Paperback, 320 pages.
Read from February 07 to 16, 2015.

I picked up this gem while I was actually in Cuba back in January of this year. It was my first trip to Cuba and I realized how little I knew about this fascinating little country with its big and expansive history. Thankfully there wasn’t a shortage of propaganda where I was staying. If I had more money and space in my suitcase I would have purchased quite a few more books.

Che is a remarkable individual and his dedication to Cuba and to the cause of communism is almost next to nothing. Che comes across as extremely intelligent and very articulate. His memoirs and diaries are published everywhere which probably makes him one of the most exposed politicians around. Don’t get me wrong, the Cuban government is pretty good at giving the leaders of their communist revolution a great reputation, and they have to. The history of Cuba is a rocky one, so the insurgence of this particular revolution was necessary for its time. From the Spanish to the British, and then the US, someone else was always taking advantage of Cuba and its people suffered for it. In 1933, Sergeant Fulgencio Batista threw a coup to overthrow Gerado Machado, a Cuban dictator known for his vicious rule. Sadly, after this coup, little changed under Batista’s rule. It was in 1953 when Fidel Castro made his  first attempt to revolt against Batista’s regime. It would be after this attack that a young Argentinian doctor named Ernesto Guevara would join the cause and assist in Cuba’s revolution and liberation.

Problems to work on:
1. According to the book review, in what year did Fidel Castro make his first attempt to revolt against Batista's regime?
2. Please summarize the book review in two sentences.
3. Carry the book review forward from its final sentence.

Record list:
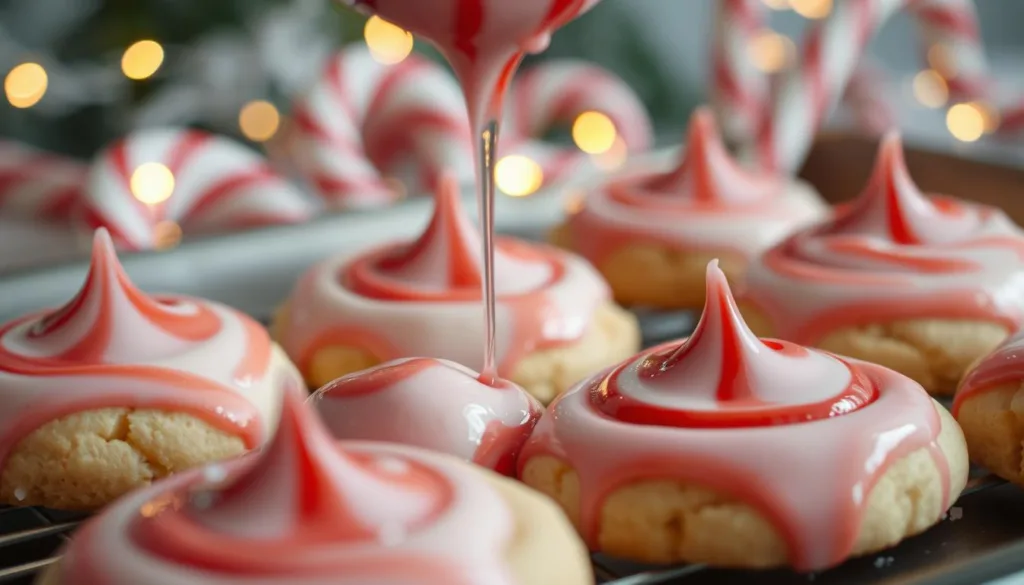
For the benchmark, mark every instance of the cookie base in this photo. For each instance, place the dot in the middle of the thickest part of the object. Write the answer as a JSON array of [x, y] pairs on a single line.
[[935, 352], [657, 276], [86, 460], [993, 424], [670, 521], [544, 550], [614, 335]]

* * *

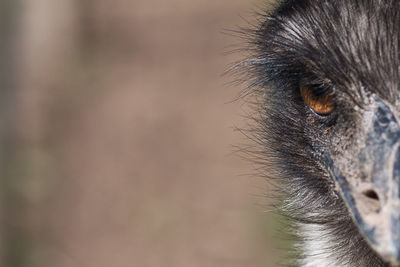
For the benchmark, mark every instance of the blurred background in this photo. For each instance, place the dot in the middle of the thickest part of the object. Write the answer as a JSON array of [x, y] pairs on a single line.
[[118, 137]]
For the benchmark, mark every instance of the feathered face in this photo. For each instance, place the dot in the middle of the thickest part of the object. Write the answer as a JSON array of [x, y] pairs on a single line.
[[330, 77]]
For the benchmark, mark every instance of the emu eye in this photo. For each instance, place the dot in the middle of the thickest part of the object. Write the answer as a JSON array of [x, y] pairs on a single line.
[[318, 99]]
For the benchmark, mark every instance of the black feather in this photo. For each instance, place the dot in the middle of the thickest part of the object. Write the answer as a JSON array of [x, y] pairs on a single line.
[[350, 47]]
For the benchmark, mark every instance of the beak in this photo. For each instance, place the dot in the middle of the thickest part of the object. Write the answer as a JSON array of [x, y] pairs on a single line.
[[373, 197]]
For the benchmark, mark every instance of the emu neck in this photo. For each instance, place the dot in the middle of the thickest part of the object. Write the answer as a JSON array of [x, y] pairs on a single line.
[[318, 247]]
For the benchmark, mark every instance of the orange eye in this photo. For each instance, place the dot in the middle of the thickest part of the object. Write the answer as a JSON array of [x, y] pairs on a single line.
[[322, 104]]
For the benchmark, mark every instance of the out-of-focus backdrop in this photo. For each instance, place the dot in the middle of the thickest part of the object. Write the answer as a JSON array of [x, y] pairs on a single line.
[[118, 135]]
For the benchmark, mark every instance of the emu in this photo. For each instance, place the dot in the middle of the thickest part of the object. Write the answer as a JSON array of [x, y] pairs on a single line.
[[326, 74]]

* * *

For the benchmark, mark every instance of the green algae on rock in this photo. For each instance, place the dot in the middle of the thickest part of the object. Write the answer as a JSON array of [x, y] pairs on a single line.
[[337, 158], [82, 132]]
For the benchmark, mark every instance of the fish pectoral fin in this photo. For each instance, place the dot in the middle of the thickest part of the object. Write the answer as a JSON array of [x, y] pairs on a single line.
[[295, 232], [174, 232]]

Task-by-task answers:
1. 1953

2. The reviewer picked up the book during a first trip to Cuba in January and realized how little they knew about the country and its history. The review describes Che as extremely intelligent and very articulate, and recounts how foreign powers took advantage of Cuba, how little changed after Batista's 1933 coup, and how a young Argentinian doctor, Ernesto Guevara, joined the cause after Fidel Castro's first revolt in 1953.

3.
“Che” is a form of colloquial Argentinian Spanish slang used in a vocative sense as “friend”. Che is the famous nickname given to Ernesto as a joke and term of endearment based on his heritage from his fellow Cuban comrades.

This book is a personal description of Che’s experiences during this pivotal revolution. Che spares no details with how difficult it was living in the forest for months at time and the sad deaths and sacrifices endured by all, especially the peasants of Cuba, who were initially afraid to assist or join the cause. His recollection is impressive as he remembers many of the names of some of the small time peasants who were essential in helping with the revolution that might have other wise been forgotten. He also details the specifics of those who betrayed the cause. Some he speaks of with remorse or honor and others with absolute distaste and resentment. It was exciting to see how big the small group of rebels became over such a short period of time . In 1959 the rebels send a group of 9000 strong into Havana, forcing Batista to flee, starting the beginning of a new era for Cuba, one that would bring positive change to the country and the lives of its people for the better.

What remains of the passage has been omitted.